> [Task directions]: Output the lines from the first one through the line containing "top-left (428, 314), bottom-right (479, 361)" as a Markdown table with the columns No. and Line, giving each row a number and omitting any blank lines.

> [A block of data]:

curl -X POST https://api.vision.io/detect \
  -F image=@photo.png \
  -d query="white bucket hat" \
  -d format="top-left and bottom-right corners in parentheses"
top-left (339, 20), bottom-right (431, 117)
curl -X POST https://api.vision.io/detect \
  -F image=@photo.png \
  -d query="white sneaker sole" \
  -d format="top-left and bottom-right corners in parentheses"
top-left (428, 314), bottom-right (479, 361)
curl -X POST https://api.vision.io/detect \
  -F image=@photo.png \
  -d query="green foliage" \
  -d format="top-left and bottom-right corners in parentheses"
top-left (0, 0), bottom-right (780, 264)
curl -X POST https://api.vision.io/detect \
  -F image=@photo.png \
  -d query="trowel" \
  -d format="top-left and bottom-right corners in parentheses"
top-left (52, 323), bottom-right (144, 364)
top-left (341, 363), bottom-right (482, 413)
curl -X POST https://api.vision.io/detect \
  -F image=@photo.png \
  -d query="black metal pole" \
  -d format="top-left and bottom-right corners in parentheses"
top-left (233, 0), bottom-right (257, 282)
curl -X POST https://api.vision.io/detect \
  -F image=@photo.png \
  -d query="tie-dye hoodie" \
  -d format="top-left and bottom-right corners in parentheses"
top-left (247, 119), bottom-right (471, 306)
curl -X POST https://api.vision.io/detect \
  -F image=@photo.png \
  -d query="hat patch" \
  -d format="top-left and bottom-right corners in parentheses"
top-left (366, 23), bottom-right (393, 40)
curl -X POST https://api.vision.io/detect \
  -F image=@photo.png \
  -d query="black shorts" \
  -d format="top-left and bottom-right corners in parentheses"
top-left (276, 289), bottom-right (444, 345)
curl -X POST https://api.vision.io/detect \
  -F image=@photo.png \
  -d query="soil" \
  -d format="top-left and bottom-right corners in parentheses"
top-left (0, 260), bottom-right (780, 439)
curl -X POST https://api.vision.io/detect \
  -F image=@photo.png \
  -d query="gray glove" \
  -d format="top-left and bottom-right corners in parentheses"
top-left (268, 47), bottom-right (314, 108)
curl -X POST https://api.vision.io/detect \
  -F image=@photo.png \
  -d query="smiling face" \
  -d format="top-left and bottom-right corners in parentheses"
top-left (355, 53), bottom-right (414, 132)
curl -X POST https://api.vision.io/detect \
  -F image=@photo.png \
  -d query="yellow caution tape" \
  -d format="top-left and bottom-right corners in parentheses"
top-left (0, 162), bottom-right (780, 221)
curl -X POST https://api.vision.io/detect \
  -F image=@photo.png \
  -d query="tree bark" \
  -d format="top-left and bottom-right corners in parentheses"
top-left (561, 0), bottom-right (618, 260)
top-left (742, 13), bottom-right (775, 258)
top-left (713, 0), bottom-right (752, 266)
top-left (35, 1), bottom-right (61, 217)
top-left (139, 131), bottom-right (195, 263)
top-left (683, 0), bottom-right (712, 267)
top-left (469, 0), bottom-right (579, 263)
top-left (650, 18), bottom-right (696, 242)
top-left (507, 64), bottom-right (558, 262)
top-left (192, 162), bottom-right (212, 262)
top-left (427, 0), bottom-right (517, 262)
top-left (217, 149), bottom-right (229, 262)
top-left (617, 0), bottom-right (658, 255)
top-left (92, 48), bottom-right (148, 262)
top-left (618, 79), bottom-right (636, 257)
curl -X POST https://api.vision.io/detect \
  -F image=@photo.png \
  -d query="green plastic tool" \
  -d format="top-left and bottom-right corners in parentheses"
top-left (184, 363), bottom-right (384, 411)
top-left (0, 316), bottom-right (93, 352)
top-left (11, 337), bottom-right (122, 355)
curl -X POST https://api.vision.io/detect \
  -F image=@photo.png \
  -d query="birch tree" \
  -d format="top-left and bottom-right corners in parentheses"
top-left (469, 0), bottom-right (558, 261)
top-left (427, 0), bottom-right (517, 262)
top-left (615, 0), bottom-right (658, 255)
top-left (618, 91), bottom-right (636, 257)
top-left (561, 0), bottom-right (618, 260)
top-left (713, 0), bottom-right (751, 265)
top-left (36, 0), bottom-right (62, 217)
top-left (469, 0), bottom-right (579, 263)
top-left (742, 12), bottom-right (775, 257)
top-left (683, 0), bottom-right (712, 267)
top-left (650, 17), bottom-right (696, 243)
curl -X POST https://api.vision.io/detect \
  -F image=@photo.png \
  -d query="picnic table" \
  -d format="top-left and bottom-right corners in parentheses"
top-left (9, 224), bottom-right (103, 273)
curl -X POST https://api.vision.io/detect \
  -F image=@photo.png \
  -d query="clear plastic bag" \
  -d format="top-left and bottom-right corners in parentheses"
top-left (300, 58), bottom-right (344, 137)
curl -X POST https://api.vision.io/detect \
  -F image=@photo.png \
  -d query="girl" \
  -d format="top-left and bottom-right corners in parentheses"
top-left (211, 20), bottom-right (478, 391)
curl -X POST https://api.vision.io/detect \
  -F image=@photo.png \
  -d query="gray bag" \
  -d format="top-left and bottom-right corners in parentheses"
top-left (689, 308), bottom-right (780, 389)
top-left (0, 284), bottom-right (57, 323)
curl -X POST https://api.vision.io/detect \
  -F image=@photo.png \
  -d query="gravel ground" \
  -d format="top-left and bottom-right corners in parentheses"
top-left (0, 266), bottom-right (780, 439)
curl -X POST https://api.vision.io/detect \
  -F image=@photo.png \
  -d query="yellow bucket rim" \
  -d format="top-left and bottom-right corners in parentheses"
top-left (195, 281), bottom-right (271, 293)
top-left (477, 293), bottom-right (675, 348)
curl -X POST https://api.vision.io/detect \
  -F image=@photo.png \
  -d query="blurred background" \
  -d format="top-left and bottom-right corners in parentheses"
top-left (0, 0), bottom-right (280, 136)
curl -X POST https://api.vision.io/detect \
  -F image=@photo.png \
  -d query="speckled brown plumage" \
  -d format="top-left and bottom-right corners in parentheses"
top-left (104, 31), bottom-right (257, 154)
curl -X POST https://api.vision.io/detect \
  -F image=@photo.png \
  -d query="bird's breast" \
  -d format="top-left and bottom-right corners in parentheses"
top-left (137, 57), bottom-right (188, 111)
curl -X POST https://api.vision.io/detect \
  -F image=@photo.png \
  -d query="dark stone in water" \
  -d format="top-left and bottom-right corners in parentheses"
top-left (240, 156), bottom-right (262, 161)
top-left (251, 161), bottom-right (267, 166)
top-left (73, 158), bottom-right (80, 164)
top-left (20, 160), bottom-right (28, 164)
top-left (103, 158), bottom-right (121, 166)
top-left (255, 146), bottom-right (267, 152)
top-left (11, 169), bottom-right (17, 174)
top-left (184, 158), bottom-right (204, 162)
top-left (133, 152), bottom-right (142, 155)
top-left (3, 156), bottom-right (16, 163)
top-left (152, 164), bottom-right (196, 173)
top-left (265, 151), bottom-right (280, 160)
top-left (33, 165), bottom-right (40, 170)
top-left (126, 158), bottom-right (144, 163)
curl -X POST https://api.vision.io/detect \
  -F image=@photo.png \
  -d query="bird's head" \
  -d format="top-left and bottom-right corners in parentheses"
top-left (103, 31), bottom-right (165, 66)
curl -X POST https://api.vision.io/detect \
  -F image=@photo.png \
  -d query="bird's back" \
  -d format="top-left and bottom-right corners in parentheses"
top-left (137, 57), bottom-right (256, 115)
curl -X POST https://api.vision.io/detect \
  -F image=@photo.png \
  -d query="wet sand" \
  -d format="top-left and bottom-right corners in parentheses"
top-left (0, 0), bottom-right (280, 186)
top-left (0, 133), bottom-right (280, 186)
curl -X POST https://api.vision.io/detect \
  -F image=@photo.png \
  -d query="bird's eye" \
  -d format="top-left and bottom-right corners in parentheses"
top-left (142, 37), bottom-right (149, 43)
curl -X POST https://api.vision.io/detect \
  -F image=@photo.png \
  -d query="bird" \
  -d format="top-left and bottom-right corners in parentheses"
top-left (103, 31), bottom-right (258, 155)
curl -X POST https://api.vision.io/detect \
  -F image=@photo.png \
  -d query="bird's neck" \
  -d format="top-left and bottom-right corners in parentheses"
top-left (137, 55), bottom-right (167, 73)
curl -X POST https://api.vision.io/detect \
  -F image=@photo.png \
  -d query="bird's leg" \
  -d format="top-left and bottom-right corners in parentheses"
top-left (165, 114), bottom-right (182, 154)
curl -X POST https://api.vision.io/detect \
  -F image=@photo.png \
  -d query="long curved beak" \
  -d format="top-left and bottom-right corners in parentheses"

> [Answer to the task]:
| No. | Line |
|---|---|
| 1 | curl -X POST https://api.vision.io/detect \ |
| 2 |   -F image=@photo.png \ |
| 3 |   -d query="white bucket hat" \ |
| 4 |   -d format="top-left and bottom-right corners in parentheses" |
| 5 | top-left (339, 20), bottom-right (431, 117) |
| 6 | curl -X POST https://api.vision.io/detect \ |
| 7 |   -F image=@photo.png \ |
| 8 |   -d query="white sneaker sole" \ |
| 9 |   -d format="top-left and bottom-right corners in parentheses" |
| 10 | top-left (428, 314), bottom-right (479, 361) |